## Passage

↓

Return to Article Details Review of Gabriella Vöő's Kortársunk, Mr. Poe. Felfedező utak az összegyűjtött elbeszélésekben
Kortársunk, Mr. Poe. Felfedező utak az összegyűjtött elbeszélésekben
Gabriella Vöő
Budapest: Ráció Kiadó, 2016.
407 pages
ISBN 978-615-5675-02-7

Edgar Allan Poe’s unfathomable life-story and oeuvre astonish and puzzle us persistently. Gabriella Vöő’s Kortársunk, Mr. Poe. Felfedező utak az összegyűjtött elbeszélésekben [Our Contemporary, Mr. Poe: Discoveries in the Collected Tales] invites us to take a fascinating literary expedition in Poe’s uncanny and mysterious world. Vöő is focusing on Poe’s short fiction as a kind of resonating box of antebellum US society, politics and culture. One of the pivotal merits of her book is the emphasis on the fact that Poe was not only frail artist and an unrecognized genius but one of the first writers to capture the modern experience, a professional journalist, an ardent critic and, what is more, a subversive thinker who undermined the national, political and cultural myths of his country. Kortársunk, Mr. Poe is an elegant and brilliantly structured collection of critical essays on Poe’s tales.

The introductory chapter of the volume, “Az újraolvasott Poe” [“The Rereading of Poe”] outlines the methodology of the study and provides a map for understanding the author’s peculiar journey into the world of the tales. The book contains critical analyses of Poe’s seventy tales arranged in the order of their publication from “Metzengerstein” (1832) to his last, unfinished piece “The Light-House” (1849). Our Contemporary, Mr. Poe bears the testimony of a broad-minded philologist’s work with more than seven hundred footnotes to the interpretive essays that provide a substantial and impressive theoretical and critical background to her study. Vöő’s pivotal argument is that Poe’s short-stories are deeply embedded in the sensationalist journalism and fiction of antebellum US, published in literary magazines and penny papers. Moreover, Poe’s stories are satirical writings and philosophical contemplations on occult matters, media hoaxes and scandals, technological innovations, reform movements, racial theories, the political and social impacts of the westward expansion, the alienation of the individual in the modern city and, above all, the intrigues of the contemporary literary scene.

↑

## Records

↓

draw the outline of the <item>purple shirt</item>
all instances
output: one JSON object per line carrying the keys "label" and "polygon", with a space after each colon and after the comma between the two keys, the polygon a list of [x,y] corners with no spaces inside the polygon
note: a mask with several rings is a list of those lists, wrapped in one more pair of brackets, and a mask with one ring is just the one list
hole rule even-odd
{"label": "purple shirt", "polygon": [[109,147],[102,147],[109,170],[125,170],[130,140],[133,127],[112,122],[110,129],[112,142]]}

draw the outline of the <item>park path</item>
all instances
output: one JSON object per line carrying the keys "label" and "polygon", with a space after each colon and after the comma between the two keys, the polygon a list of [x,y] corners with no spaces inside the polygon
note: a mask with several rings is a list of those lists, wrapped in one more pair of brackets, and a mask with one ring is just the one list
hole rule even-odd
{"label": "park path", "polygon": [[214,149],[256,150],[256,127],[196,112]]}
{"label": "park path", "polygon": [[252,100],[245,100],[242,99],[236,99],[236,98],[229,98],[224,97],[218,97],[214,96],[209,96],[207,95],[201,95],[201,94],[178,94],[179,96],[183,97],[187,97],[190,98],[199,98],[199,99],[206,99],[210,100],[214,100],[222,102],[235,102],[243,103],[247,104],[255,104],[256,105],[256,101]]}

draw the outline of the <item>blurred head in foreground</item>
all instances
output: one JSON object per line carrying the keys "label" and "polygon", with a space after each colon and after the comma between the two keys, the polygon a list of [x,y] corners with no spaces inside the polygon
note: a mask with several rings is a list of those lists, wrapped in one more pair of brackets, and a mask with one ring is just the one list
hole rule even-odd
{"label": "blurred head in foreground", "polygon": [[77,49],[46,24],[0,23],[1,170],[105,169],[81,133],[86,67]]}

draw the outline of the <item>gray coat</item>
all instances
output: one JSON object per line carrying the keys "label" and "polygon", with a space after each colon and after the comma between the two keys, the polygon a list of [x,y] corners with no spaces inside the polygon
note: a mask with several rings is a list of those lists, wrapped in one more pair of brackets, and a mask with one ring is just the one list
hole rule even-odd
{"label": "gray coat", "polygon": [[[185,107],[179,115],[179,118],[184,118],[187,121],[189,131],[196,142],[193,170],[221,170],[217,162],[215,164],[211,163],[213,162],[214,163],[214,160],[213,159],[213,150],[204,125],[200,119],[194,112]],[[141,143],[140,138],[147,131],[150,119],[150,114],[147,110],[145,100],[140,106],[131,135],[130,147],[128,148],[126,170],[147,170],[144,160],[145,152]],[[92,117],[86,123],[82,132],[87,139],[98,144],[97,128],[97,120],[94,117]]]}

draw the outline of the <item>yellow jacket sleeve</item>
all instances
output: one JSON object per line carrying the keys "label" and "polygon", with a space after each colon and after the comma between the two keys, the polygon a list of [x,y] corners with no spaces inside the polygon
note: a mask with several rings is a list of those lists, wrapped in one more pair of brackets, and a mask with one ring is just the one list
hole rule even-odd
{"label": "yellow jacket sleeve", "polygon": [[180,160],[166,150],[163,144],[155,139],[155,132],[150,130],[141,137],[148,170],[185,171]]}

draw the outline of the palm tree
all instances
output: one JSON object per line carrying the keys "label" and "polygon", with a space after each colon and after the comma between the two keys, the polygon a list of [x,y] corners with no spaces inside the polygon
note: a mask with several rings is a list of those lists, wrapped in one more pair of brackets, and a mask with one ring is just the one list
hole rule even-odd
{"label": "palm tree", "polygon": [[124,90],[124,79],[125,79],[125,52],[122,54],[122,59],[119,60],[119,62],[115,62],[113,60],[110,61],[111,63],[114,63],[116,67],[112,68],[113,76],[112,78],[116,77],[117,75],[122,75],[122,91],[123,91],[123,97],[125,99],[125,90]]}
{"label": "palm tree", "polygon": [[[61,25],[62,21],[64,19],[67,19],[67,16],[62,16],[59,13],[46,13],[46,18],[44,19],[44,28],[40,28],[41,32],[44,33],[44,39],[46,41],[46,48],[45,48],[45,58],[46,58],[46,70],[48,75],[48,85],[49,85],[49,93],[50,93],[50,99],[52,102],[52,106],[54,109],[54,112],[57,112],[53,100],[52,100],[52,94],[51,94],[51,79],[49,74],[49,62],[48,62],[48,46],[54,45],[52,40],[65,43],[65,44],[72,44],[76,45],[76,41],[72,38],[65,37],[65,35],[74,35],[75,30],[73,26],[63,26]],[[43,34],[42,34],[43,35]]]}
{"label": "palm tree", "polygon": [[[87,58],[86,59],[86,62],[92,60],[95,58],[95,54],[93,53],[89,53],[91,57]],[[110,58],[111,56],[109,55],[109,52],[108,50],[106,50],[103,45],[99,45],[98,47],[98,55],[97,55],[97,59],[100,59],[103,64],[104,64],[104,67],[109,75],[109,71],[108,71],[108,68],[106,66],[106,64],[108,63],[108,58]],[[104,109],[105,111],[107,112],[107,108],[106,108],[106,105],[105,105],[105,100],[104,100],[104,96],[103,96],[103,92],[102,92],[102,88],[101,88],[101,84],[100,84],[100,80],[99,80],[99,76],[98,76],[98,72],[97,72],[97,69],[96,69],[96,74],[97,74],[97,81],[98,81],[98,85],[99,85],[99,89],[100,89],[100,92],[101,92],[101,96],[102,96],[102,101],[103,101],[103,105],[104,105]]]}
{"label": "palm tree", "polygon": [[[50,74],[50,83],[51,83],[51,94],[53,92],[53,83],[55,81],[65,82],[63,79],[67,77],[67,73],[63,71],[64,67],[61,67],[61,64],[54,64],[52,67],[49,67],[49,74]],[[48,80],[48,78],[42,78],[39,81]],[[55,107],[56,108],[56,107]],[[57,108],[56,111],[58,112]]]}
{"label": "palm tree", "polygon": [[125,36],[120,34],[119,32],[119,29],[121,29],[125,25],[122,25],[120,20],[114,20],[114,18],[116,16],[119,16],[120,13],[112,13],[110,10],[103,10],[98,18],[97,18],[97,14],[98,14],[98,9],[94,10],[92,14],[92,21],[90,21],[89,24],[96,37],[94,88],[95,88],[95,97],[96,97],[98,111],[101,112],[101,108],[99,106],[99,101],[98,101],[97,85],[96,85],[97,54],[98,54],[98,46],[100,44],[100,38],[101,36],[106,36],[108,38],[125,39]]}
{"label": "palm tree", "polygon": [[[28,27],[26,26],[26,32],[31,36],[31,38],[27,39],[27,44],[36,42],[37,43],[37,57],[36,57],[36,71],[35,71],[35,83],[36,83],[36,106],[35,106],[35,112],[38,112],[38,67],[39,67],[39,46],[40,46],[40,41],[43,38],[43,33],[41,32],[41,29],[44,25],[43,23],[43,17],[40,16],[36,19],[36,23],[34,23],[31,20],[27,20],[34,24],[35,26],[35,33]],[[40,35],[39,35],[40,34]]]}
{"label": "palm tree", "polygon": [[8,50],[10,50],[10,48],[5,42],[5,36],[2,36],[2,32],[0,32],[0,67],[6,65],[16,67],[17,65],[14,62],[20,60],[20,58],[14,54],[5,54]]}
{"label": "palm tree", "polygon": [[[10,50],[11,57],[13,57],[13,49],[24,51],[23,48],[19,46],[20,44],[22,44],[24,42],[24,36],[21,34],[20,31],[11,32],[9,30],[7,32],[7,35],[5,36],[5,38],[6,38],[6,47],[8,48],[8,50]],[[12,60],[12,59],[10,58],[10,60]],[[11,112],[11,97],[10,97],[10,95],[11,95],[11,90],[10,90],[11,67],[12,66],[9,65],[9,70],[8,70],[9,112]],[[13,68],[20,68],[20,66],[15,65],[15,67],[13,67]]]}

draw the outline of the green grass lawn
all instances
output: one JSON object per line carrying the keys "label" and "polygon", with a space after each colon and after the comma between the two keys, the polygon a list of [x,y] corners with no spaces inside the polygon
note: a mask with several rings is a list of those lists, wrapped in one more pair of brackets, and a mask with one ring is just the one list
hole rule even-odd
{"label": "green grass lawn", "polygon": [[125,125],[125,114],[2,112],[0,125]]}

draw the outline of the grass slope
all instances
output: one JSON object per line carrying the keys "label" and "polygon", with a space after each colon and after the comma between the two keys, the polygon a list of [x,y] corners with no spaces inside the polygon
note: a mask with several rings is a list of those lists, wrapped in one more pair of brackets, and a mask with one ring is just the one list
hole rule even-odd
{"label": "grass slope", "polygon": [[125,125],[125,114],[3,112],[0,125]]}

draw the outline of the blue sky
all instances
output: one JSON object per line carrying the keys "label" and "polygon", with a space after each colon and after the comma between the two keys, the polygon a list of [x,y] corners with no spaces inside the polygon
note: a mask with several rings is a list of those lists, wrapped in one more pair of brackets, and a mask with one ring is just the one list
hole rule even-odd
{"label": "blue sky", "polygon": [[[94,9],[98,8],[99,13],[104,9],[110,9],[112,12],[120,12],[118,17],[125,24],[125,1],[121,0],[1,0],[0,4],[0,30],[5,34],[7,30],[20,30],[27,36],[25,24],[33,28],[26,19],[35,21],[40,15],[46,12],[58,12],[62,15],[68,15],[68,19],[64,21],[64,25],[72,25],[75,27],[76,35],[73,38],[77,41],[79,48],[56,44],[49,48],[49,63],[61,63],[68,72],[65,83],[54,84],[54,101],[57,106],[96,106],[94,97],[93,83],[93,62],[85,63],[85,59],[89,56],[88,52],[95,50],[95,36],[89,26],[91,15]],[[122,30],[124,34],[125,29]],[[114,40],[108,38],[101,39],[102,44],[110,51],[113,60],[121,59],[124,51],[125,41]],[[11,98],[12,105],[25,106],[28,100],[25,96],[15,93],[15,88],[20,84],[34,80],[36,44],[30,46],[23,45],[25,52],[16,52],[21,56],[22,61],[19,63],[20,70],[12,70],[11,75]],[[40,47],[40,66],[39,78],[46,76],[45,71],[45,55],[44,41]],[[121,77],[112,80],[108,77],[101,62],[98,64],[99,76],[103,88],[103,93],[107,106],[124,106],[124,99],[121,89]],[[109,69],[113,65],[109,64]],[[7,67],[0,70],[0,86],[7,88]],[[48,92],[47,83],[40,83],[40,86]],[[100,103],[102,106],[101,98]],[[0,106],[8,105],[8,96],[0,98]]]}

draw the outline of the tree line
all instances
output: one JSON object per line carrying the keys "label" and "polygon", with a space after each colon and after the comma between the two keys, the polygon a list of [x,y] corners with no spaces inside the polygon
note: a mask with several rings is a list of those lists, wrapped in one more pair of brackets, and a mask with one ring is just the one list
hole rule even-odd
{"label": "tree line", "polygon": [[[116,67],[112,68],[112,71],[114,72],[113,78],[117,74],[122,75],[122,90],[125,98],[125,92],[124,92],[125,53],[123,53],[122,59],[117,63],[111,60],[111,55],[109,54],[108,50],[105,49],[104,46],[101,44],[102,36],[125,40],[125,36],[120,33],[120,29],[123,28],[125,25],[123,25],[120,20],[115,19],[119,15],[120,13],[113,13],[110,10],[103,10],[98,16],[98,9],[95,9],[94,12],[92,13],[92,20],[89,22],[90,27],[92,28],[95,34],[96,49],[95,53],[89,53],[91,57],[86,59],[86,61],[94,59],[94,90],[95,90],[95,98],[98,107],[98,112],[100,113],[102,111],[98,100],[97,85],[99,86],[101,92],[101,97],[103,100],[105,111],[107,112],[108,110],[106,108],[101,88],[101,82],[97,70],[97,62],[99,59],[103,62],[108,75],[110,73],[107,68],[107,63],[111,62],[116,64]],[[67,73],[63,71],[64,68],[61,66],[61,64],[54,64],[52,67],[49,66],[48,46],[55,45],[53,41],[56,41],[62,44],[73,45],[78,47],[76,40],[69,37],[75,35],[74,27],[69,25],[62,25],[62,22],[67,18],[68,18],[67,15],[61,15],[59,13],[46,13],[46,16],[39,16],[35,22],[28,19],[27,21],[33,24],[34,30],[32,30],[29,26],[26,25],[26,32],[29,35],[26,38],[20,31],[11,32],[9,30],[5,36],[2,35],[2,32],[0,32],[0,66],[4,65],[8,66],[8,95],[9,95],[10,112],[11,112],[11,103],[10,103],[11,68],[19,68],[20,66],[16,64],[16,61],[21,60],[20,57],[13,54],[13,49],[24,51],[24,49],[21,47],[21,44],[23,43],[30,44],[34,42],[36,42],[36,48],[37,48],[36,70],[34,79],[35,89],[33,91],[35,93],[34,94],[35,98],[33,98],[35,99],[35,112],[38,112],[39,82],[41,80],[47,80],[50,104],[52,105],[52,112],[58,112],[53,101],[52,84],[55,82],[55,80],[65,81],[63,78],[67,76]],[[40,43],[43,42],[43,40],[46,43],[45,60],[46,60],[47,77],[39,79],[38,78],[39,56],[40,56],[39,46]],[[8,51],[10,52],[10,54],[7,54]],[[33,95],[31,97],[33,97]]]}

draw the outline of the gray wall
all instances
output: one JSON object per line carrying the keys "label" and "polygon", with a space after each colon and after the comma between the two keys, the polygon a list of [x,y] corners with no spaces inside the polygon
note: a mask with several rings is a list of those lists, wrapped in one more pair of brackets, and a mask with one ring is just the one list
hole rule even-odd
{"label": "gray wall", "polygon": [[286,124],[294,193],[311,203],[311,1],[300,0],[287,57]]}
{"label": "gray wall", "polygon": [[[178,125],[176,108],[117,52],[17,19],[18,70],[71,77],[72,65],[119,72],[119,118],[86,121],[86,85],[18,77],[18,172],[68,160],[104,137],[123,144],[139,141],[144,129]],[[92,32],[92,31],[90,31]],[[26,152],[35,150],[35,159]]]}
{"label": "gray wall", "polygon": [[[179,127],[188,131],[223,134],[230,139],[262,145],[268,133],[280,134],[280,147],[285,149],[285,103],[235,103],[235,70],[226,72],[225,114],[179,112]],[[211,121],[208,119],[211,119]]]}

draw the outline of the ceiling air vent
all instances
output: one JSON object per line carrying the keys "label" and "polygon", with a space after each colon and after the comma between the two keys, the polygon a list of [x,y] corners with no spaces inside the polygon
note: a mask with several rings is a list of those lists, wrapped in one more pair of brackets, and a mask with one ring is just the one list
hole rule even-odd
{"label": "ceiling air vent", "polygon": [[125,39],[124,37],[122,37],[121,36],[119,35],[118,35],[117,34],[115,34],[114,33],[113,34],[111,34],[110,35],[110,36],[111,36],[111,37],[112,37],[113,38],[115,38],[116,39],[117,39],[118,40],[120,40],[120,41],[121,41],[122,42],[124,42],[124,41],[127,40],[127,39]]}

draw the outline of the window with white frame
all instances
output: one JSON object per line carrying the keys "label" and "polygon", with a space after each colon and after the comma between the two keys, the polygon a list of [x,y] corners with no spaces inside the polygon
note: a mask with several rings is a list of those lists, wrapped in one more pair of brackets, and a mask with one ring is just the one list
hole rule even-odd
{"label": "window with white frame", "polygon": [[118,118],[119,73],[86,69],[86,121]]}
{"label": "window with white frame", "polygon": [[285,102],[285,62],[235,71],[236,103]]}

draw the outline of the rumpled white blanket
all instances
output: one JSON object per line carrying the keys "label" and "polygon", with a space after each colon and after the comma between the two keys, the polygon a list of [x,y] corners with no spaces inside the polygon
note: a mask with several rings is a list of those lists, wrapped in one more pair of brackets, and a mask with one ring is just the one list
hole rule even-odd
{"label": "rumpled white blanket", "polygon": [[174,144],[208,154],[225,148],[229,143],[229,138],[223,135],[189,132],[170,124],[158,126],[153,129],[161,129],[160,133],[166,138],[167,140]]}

↑

## Short exercise 1
According to the review, which unfinished piece closes the book's sequence of tales?
## Short exercise 2
Return, word for word, the part of the review between "Return to Article" and "Ráció Kiadó, 2016.", inclusive.

## Expected output 1
"The Light-House" (1849).

## Expected output 2
Return to Article Details Review of Gabriella Vöő's Kortársunk, Mr. Poe. Felfedező utak az összegyűjtött elbeszélésekben
Kortársunk, Mr. Poe. Felfedező utak az összegyűjtött elbeszélésekben
Gabriella Vöő
Budapest: Ráció Kiadó, 2016.